Kandi is a better 3rd center than anyone we're going to pick up this year. He isnt worth the money at all, but we have to pay him anyway. It cant hurt to give him a try. If he doesnt produce this year his career is over, so hopefully he'll have a little bit of fight in him.


----------



## aquaitious (Jun 11, 2002)

BleedGreen said:


> Kandi is a better 3rd center than anyone we're going to pick up this year. He isnt worth the money at all, but we have to pay him anyway. It cant hurt to give him a try. If he doesnt produce this year his career is over, so hopefully he'll have a little bit of fight in him.


If he shows up once every five games, it's not a bad investment for the C's. He'd be worth every penny, unlike this dude we signed for 15 million for.


----------



## P-Dub34 (May 19, 2005)

Honestly, how is Brian Scalabrine still in the NBA? What does he do that aquatious and I can't (besides being 6'9" with *breasts*)?


----------



## aquaitious (Jun 11, 2002)

P-Dub34 said:


> Honestly, how is Brian Scalabrine still in the NBA? What does he do that aquatious and I can't (besides being 6'9" with *tits*)?

— What you will do —
a) In the forum thread, how often would Kandi have to show up to be a decent investment for the C's?
b) Print the portion of the forum thread between "If he shows" and "15 million for.", inclusive.
The material that comes next is separate from the forum thread.

— Provided material —
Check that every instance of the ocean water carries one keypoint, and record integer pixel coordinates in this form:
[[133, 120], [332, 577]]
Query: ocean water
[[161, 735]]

— Answers provided —
a) Once every five games.

b)
If he shows up once every five games, it's not a bad investment for the C's. He'd be worth every penny, unlike this dude we signed for 15 million for.